# What needs to be done
Can you set out all of the items below as a numbered list, leaving out any blank lines?

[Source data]
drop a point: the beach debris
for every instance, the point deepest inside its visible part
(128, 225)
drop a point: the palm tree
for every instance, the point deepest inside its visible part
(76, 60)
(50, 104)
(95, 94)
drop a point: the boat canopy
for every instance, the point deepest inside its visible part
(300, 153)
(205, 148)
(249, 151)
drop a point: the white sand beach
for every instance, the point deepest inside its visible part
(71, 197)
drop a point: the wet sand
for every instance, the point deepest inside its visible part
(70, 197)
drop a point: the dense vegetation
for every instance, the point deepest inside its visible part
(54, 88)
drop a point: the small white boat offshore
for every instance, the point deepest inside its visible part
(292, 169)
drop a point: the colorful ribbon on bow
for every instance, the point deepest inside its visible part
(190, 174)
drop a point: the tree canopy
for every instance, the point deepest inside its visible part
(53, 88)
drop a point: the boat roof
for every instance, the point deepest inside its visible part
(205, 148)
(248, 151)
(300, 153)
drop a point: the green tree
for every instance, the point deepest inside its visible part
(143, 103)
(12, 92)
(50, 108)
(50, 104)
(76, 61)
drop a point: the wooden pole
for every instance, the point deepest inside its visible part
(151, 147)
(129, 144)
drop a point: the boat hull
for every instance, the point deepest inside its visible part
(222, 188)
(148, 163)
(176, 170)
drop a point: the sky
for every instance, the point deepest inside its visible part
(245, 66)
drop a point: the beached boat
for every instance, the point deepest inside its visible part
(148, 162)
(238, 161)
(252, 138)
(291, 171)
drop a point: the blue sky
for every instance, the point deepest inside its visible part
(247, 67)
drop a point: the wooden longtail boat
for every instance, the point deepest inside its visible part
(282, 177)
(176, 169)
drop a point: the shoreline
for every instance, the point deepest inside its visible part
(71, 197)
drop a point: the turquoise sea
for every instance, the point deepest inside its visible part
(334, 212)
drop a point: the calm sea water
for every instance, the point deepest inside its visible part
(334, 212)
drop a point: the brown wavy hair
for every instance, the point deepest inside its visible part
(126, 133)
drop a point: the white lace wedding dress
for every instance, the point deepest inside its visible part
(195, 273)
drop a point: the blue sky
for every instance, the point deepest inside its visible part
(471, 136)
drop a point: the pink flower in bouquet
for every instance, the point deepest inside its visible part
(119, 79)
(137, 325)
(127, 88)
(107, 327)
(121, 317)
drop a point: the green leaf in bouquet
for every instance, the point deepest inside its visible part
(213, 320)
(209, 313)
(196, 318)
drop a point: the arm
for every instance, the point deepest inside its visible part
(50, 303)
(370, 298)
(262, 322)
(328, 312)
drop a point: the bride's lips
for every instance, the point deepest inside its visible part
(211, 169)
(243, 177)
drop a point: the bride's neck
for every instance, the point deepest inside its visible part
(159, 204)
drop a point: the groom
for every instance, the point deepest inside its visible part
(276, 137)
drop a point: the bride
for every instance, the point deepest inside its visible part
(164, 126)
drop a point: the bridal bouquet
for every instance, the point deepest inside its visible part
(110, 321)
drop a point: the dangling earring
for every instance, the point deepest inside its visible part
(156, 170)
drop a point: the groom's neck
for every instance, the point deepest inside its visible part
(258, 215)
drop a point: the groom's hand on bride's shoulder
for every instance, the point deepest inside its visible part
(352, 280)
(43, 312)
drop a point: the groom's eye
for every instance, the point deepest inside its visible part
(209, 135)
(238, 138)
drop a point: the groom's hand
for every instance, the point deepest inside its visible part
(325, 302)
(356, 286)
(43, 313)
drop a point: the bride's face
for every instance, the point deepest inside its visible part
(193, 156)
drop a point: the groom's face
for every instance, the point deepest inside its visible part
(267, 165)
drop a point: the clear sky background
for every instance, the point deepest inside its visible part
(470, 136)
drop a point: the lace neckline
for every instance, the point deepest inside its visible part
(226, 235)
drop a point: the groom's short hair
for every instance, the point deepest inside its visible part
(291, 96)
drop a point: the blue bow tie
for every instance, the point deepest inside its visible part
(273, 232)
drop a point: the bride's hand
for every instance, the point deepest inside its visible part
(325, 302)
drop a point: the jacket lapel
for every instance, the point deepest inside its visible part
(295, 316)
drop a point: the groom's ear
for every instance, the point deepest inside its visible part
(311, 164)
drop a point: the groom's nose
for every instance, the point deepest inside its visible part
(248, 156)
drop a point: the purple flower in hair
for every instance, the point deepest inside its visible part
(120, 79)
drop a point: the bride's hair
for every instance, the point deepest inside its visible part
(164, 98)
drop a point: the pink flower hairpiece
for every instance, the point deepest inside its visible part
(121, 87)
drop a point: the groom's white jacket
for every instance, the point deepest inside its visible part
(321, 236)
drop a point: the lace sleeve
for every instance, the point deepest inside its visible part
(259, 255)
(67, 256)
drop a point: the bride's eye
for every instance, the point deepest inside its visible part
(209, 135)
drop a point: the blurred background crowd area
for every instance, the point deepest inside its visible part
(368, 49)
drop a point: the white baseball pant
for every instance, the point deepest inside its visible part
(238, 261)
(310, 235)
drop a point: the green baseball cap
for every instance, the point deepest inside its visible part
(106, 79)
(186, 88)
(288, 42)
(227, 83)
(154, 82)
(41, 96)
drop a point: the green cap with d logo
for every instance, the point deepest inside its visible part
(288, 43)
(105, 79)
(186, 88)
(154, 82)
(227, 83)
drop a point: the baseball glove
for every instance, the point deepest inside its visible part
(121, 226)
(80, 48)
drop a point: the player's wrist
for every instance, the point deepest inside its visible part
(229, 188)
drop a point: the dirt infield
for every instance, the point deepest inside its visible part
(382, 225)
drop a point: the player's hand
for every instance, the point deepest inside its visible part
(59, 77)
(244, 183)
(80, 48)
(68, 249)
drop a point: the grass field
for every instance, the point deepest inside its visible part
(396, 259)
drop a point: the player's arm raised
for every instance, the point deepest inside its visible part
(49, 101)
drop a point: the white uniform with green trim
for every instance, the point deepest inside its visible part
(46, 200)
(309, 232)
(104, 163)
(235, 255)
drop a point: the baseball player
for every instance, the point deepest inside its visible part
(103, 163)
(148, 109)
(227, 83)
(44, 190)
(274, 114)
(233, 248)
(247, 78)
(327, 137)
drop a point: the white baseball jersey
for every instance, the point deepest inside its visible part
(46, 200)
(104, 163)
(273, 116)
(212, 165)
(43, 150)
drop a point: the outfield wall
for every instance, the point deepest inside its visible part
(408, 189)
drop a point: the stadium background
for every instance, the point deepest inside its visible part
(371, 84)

# Output of the task
1. drop a point: the beach debris
2. for every instance, the point deepest inside its visible part
3. (128, 225)
4. drop a point: the palm tree
5. for every instance, the point deepest inside its visible part
6. (76, 60)
7. (50, 104)
8. (95, 94)
9. drop a point: the boat canopy
10. for every instance, the point deepest inside its visible part
11. (300, 153)
12. (205, 148)
13. (249, 151)
14. drop a point: the white sand beach
15. for every instance, the point deepest inside its visible part
16. (71, 197)
17. drop a point: the wet sand
18. for every instance, the point deepest inside its visible part
19. (70, 197)
20. drop a point: the dense vegetation
21. for every instance, the point deepest inside its visible part
22. (54, 88)
23. drop a point: the small white boat offshore
24. for every instance, the point deepest inside its visible part
25. (292, 169)
26. drop a point: the colorful ribbon on bow
27. for every instance, the point deepest inside its visible part
28. (190, 174)
29. drop a point: the tree canopy
30. for every instance, the point deepest inside its visible part
31. (53, 88)
32. drop a point: the boat roof
33. for every instance, the point deepest inside its visible part
34. (205, 148)
35. (248, 151)
36. (300, 153)
37. drop a point: the green tree
38. for every instance, the point deepest inside its visible part
39. (143, 103)
40. (12, 92)
41. (50, 108)
42. (50, 104)
43. (76, 61)
44. drop a point: the wooden pole
45. for every instance, the point deepest inside its visible part
46. (151, 147)
47. (129, 144)
48. drop a point: the boat hull
49. for every instance, the point deepest inside its visible part
50. (222, 188)
51. (148, 163)
52. (176, 170)
53. drop a point: the sky
54. for every instance, the point deepest inside its visible part
55. (245, 66)
56. drop a point: the beached boat
57. for every instance, the point deepest inside its visible part
58. (148, 162)
59. (238, 161)
60. (252, 138)
61. (291, 171)
62. drop a point: the blue sky
63. for every instance, the point deepest inside its visible part
64. (247, 67)
65. drop a point: the wooden longtail boat
66. for every instance, the point deepest inside its visible part
67. (282, 177)
68. (176, 169)
69. drop a point: the shoreline
70. for every instance, the point deepest inside its visible part
71. (71, 197)
72. drop a point: the turquoise sea
73. for every instance, the point deepest inside its visible part
74. (334, 212)
75. drop a point: the calm sea water
76. for every instance, the point deepest inside its visible part
77. (334, 212)
78. drop a point: the brown wavy hair
79. for every instance, the point deepest inside its visible part
80. (126, 133)
81. drop a point: the white lace wedding dress
82. for every instance, the point deepest inside its visible part
83. (195, 273)
84. drop a point: the blue sky
85. for every instance, the point deepest inside its visible part
86. (471, 136)
87. drop a point: the pink flower in bouquet
88. for every instance, the point deepest inside its visible part
89. (119, 79)
90. (137, 325)
91. (127, 88)
92. (107, 327)
93. (121, 317)
94. drop a point: the green leaf in bouquet
95. for every instance, the point deepest inside its visible part
96. (213, 320)
97. (209, 313)
98. (196, 318)
99. drop a point: the arm
100. for every instance, the point deepest inside its visible part
101. (50, 303)
102. (370, 298)
103. (262, 322)
104. (328, 312)
105. drop a point: the bride's lips
106. for every instance, the point deepest inside its visible part
107. (211, 169)
108. (243, 177)
109. drop a point: the bride's neck
110. for every instance, the point deepest inside its visible part
111. (159, 204)
112. drop a point: the groom
113. for every instance, the point deepest inside its visible part
114. (276, 137)
115. drop a point: the bride
116. for every instance, the point deepest inside its visible part
117. (164, 126)
118. drop a point: the bridal bouquet
119. for every instance, the point deepest inside its visible part
120. (110, 321)
121. drop a point: the dangling earring
122. for every instance, the point deepest inside its visible part
123. (156, 170)
124. drop a point: the groom's neck
125. for every instance, the point deepest inside its visible part
126. (258, 215)
127. drop a point: the groom's hand on bride's shoulder
128. for every instance, the point deepest inside its visible part
129. (352, 280)
130. (43, 312)
131. drop a point: the groom's eye
132. for every instance, the point deepest inside its visible part
133. (209, 135)
134. (238, 138)
135. drop a point: the groom's hand
136. for every instance, the point deepest inside its visible part
137. (325, 302)
138. (356, 286)
139. (43, 313)
140. drop a point: the bride's face
141. for every instance, the point deepest inside its visible part
142. (193, 156)
143. drop a point: the groom's face
144. for every instance, the point deepest inside its visible part
145. (267, 165)
146. drop a point: the clear sky background
147. for every instance, the point deepest inside its visible part
148. (470, 136)
149. drop a point: the lace neckline
150. for every instance, the point deepest inside its visible part
151. (226, 235)
152. drop a point: the groom's short hair
153. for every instance, the point deepest inside its visible part
154. (291, 96)
155. drop a point: the blue bow tie
156. for every instance, the point deepest inside its visible part
157. (273, 232)
158. drop a point: the bride's hand
159. for every instance, the point deepest inside its visible part
160. (325, 302)
161. drop a point: the jacket lapel
162. for every instance, the point deepest inside its visible part
163. (295, 316)
164. drop a point: the groom's ear
165. for every instance, the point deepest inside its visible part
166. (311, 164)
167. drop a point: the groom's nose
168. for every instance, the point deepest inside its visible part
169. (248, 156)
170. drop a point: the purple flower in hair
171. for every instance, the point deepest inside its visible part
172. (120, 79)
173. drop a point: the bride's hair
174. for every instance, the point deepest inside its visible part
175. (164, 98)
176. drop a point: the pink flower hairpiece
177. for every instance, the point deepest inside its visible part
178. (121, 87)
179. drop a point: the groom's white jacket
180. for every instance, the point deepest inside its visible part
181. (321, 236)
182. drop a point: the lace sleeve
183. for every instance, the point deepest inside its visible part
184. (259, 255)
185. (67, 256)
186. drop a point: the bride's eye
187. for every instance, the point deepest inside its visible part
188. (209, 135)
189. drop a point: the blurred background crowd area
190. for every instance, the point deepest inside its visible part
191. (368, 49)
192. drop a point: the white baseball pant
193. for every instance, the point deepest inside its visible part
194. (238, 261)
195. (310, 235)
196. drop a point: the green baseball cap
197. for every instance, the point deepest inside its visible part
198. (106, 79)
199. (186, 88)
200. (288, 42)
201. (227, 83)
202. (154, 82)
203. (41, 96)
204. drop a point: the green cap with d logo
205. for every instance, the point deepest inside its visible part
206. (288, 43)
207. (105, 79)
208. (186, 88)
209. (154, 82)
210. (227, 83)
211. drop a point: the baseball glove
212. for every instance, the point deepest inside its visible part
213. (121, 226)
214. (80, 48)
215. drop a point: the player's wrist
216. for every instance, the point deepest inside its visible part
217. (229, 188)
218. drop a point: the dirt infield
219. for every instance, the point deepest inside its visible part
220. (382, 225)
221. drop a point: the player's hand
222. for every instance, the point deepest inside its visible part
223. (59, 77)
224. (244, 183)
225. (80, 48)
226. (68, 249)
227. drop a point: the grass field
228. for every instance, the point deepest inside its visible part
229. (396, 259)
230. drop a point: the player's arm raised
231. for every instance, the point deepest inside its visible part
232. (49, 101)
233. drop a point: the white uniform with green trim
234. for every instance, the point deepest inside its visible part
235. (46, 200)
236. (309, 232)
237. (104, 163)
238. (235, 255)
239. drop a point: the baseball player
240. for every instance, the point deepest inside its visible part
241. (103, 163)
242. (148, 109)
243. (227, 83)
244. (44, 190)
245. (274, 114)
246. (233, 248)
247. (247, 78)
248. (327, 137)
249. drop a point: the white baseball jersey
250. for every instance, the point deepest inside its visible part
251. (46, 200)
252. (104, 163)
253. (273, 116)
254. (212, 165)
255. (43, 150)
256. drop a point: the outfield wall
257. for every instance, the point deepest inside its visible part
258. (408, 189)
259. drop a point: the stadium background
260. for every instance, the point deepest inside its visible part
261. (371, 84)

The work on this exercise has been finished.